# What to work on
Rewrite the listing from the line with "of the spire" to the line with "point(1026, 659)", both ends included, keeping every line and adding 106 to each coordinate in the points.

# Record excerpts
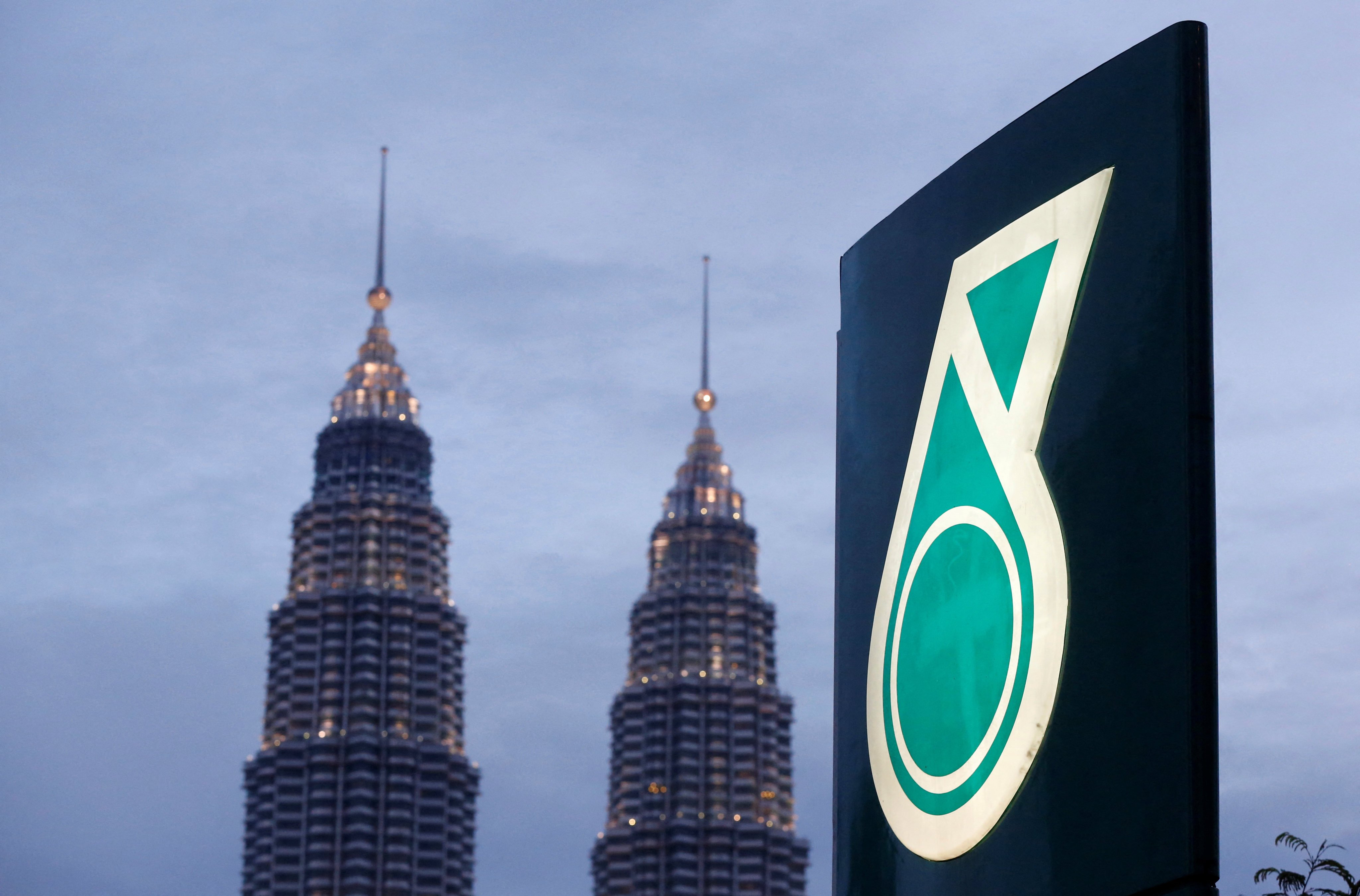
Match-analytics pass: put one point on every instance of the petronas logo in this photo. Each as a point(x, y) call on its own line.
point(972, 618)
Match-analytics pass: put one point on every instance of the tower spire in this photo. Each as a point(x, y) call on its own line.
point(705, 399)
point(379, 296)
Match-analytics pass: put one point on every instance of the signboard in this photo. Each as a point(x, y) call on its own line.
point(1026, 669)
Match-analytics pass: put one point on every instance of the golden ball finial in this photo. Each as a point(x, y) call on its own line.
point(380, 298)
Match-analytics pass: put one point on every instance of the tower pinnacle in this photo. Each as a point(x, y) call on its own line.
point(705, 399)
point(379, 296)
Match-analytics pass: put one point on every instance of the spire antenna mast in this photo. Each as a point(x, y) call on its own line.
point(379, 296)
point(705, 399)
point(383, 213)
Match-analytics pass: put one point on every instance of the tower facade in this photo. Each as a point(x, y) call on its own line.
point(361, 786)
point(701, 788)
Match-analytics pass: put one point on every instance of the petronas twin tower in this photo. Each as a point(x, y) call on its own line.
point(362, 786)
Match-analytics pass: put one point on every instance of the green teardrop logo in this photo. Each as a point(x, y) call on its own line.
point(972, 618)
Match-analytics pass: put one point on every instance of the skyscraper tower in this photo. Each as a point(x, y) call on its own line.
point(701, 789)
point(361, 786)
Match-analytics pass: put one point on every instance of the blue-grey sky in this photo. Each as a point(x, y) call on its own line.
point(187, 222)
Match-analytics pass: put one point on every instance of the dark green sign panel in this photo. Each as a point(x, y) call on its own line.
point(1026, 659)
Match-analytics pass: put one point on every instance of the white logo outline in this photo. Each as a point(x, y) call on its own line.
point(1011, 437)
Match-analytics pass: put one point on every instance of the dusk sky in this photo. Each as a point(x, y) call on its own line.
point(190, 202)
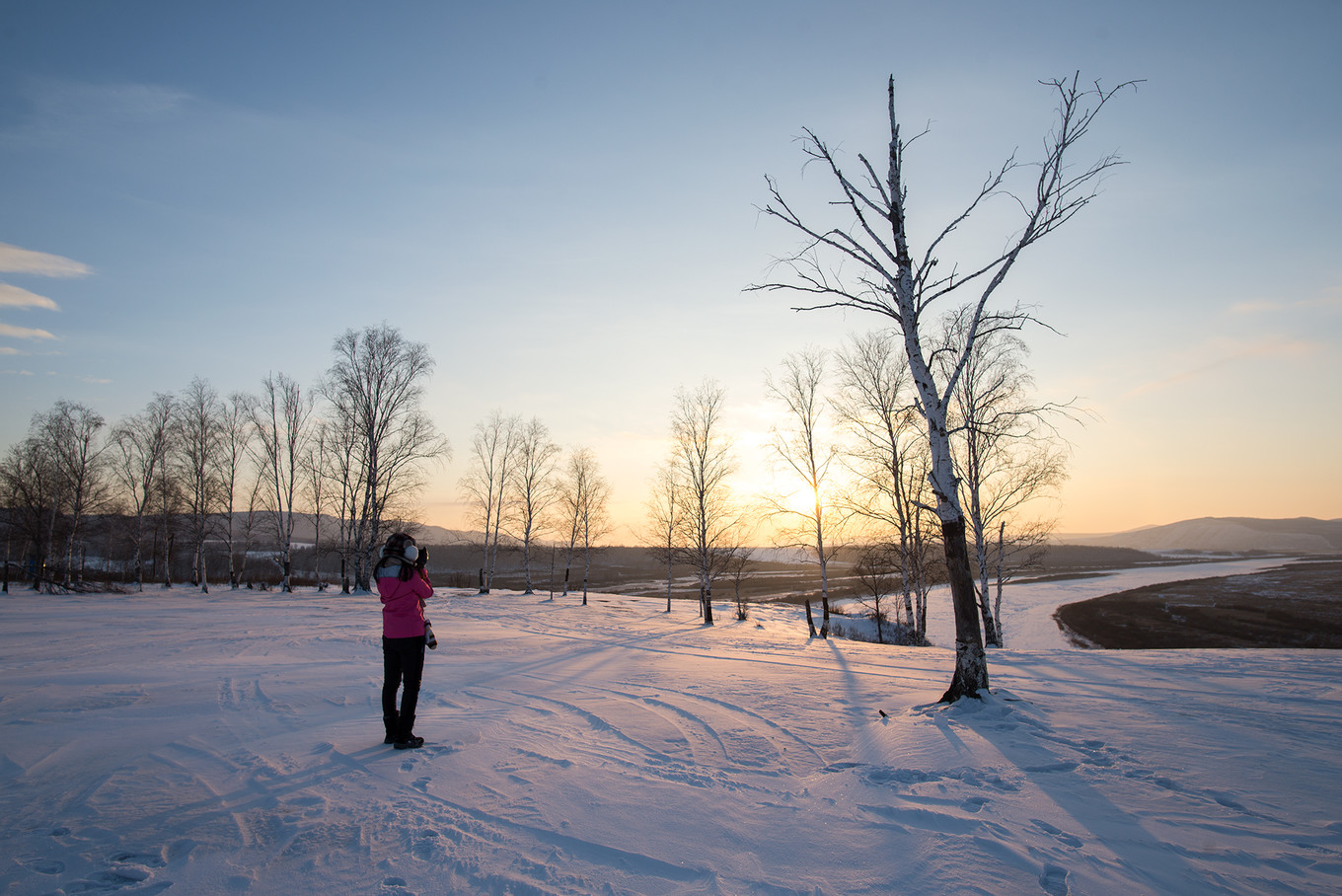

# Exercise output
Match-analytics pass: put one point on every instance of the spire antenna mast in this photo. Each as a point(x, y) call on its own line.
point(485, 402)
point(811, 505)
point(489, 319)
Match-analytics pass: put one point on every instance of the tower facade in this photo. Each as a point(x, y) call on its own line.
point(467, 892)
point(807, 894)
Match-analytics pass: put one point on every instance of the petronas twin tower in this photo. Each as a point(x, y) call on its own line.
point(468, 892)
Match-analytics pass: put one point on every instance of the green teardrop logo in this photo. Each as a point(x, y) call on its own line.
point(1078, 724)
Match-analytics pass: put one point on every instance of the skyscraper tower in this photo. Each as a point(x, y) call on its own line.
point(807, 895)
point(467, 892)
Match-analytics pass: put one point on every instance of the blue-grey sky in this photo. Each as a point(x, y) call on its own line.
point(293, 328)
Match-analytics pass: put one point on every instance of the dark green sign panel in this photo. Each as a point(x, y) call on its own line.
point(1132, 765)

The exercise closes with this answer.